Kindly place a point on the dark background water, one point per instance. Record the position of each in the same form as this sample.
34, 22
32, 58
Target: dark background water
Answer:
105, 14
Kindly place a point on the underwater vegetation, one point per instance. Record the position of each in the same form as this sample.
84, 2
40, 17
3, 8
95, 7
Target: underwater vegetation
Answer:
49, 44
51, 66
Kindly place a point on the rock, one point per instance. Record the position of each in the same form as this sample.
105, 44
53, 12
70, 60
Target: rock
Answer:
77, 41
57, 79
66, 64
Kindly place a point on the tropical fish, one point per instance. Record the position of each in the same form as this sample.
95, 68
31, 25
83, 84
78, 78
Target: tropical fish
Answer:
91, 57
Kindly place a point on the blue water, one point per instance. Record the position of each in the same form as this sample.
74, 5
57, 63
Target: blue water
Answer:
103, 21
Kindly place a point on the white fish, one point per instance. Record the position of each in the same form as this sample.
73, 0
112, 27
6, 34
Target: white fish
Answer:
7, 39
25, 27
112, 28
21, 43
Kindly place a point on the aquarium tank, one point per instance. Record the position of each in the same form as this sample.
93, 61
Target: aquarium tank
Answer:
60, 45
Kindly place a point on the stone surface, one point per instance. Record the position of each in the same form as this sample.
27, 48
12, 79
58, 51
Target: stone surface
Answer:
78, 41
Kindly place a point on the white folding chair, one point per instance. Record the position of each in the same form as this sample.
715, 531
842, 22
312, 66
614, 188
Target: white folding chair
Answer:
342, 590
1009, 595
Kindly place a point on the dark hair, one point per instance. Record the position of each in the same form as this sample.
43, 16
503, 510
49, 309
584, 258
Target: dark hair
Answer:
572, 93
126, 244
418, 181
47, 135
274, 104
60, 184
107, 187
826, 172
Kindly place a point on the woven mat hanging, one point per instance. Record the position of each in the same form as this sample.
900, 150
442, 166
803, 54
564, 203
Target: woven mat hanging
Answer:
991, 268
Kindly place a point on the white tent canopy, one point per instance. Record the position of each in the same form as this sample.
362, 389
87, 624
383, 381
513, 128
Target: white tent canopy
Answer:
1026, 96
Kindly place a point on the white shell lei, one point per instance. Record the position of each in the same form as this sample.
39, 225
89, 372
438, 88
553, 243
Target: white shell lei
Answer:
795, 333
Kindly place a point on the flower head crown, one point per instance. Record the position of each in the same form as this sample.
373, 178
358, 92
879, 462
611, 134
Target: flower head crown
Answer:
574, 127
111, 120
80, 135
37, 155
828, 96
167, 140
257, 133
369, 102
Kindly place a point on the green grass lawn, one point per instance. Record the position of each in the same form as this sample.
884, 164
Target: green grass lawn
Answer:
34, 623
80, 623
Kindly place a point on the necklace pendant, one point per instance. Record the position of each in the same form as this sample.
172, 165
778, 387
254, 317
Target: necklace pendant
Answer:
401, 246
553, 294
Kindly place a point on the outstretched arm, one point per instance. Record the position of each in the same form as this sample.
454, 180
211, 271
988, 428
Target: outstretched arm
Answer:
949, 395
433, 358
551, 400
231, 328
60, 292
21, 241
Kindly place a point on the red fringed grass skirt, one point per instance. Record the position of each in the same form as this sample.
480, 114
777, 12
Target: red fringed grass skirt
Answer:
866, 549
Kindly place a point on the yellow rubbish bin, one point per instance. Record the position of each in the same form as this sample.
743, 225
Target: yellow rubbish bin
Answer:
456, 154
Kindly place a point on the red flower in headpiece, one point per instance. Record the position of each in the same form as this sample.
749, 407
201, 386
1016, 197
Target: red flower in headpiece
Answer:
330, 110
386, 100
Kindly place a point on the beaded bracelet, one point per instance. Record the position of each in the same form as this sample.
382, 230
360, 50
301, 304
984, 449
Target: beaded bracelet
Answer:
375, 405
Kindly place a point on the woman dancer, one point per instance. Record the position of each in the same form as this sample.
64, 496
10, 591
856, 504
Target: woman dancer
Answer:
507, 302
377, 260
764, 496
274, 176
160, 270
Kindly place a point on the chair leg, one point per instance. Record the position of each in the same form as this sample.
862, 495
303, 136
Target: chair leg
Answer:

##########

Copy every entry above word for word, leaving nothing out and changing nothing.

Kindly place a point on the dark background water, one point per instance. Record the position of each in the same form as this sample.
34, 22
32, 58
Target: dark background water
Answer:
105, 14
Kindly place a point on the underwater vegetation, one point per instance. Record the position of each in the same form as this sample.
84, 2
40, 17
3, 8
95, 7
Target: underwater vegetation
Answer:
49, 44
51, 66
Kindly place a point on the rock, one point per instance. Record the position of each in the same form as this sample.
105, 44
53, 12
70, 60
Target: rock
Answer:
77, 41
57, 79
66, 64
Kindly place a point on the tropical fish, one point per instance. Record the position of each in the same form as this sample.
95, 68
31, 25
83, 84
78, 78
Target: tropical fish
Answer:
91, 57
Kindly place a point on the blue water, one point per instance. Record the position of each in the same form as this sample.
74, 5
57, 63
Target: blue water
Answer:
103, 21
Kindly place a point on the white fish, one point per instance. Record the position of each in the same form as this sample.
73, 0
112, 27
6, 34
Target: white fish
Answer:
7, 39
25, 27
112, 28
21, 43
Kindly place a point on the aquarium tank, one point per instance. Record the position of each in the same form as this sample.
93, 61
Target: aquarium tank
Answer:
60, 45
Kindly place a point on the stone surface, one point per instance. Record the position of each in the same form as this sample.
27, 48
12, 79
58, 51
Target: stone surface
Answer:
78, 41
Kindly place a point on the white folding chair, one point per instance. Record the position of each in the same form as this sample.
715, 531
842, 22
312, 66
614, 188
Target: white folding chair
Answer:
342, 590
1009, 595
Kindly place a point on the dark hair, one point per instance. Record the position of each in the same form as this sample.
43, 16
503, 510
49, 309
584, 258
Target: dark hair
Answer:
572, 93
126, 244
418, 181
47, 135
274, 104
60, 184
107, 187
826, 172
Kindly place a point on the woven mat hanging, one point per instance. Record the position of each in the same form as this sample.
900, 150
442, 166
803, 54
564, 203
Target: woven mat hanging
Answer:
991, 268
Kindly place a point on the white tent canopy, one point per instance. Record the position of each in the same form as this sample.
362, 389
87, 624
383, 381
513, 128
Target: white tent canopy
Answer:
1026, 96
Kindly place a point on the white shell lei, one point per instance. Record the position of each in the same form as this sample.
39, 225
89, 372
438, 88
553, 243
Target: white shell lei
Answer:
795, 333
Kindly place a point on the flower head crown, one point per instance. Record the position of each in the same form as this sample.
373, 178
358, 92
879, 462
611, 134
Target: flower head crown
Answer:
574, 127
111, 120
80, 135
37, 155
828, 96
167, 140
257, 133
369, 102
Kindly place a point on the green grass lawn, one point per instance. Record the position of each in the same form as this sample.
884, 164
Target: green grass lawn
Answer:
34, 623
80, 623
Kindly place a point on the necklace pendant, one point per instance. Record the position of each in the same form as this sample.
172, 165
778, 387
254, 317
Target: necklace pendant
Answer:
401, 246
553, 294
Kindly place a point on the outstretched arm, one point per instance. Record the position of each in the same form as this sample.
454, 180
211, 271
988, 428
Target: outstretched arm
Answer:
949, 395
433, 358
551, 400
231, 328
60, 292
21, 241
Kindly place a point on the red fringed grass skirt, one point per instance. Record the position of each in the same form as this sample.
480, 114
777, 12
Target: red fringed grass skirt
Answer:
866, 549
Kindly place a point on the yellow rubbish bin, one point per instance. Record the position of each in the same form as this sample.
743, 225
Target: yellow rubbish bin
Answer:
456, 154
Kindly place a point on the red flower in headpiece, one point per instance. Record the position of each in the same form as this sample.
749, 407
201, 386
1016, 197
Target: red flower in headpiece
Answer:
330, 110
386, 100
Kindly place a point on the beaded bracelet, one point per instance. Record the position of each in the same form as this sample.
382, 230
360, 50
301, 304
984, 449
Target: beaded bracelet
Answer:
375, 405
Kindly place a point on the woman dancer, one point per instance. Record the position of each in the same form as this sample.
64, 496
10, 591
856, 504
Target: woman dancer
Answer:
507, 302
377, 260
764, 496
274, 176
160, 270
Kindly place a point on the chair leg, one point per instance. Record the position of each in the same form as this sample.
862, 495
303, 136
Target: chair leg
Answer:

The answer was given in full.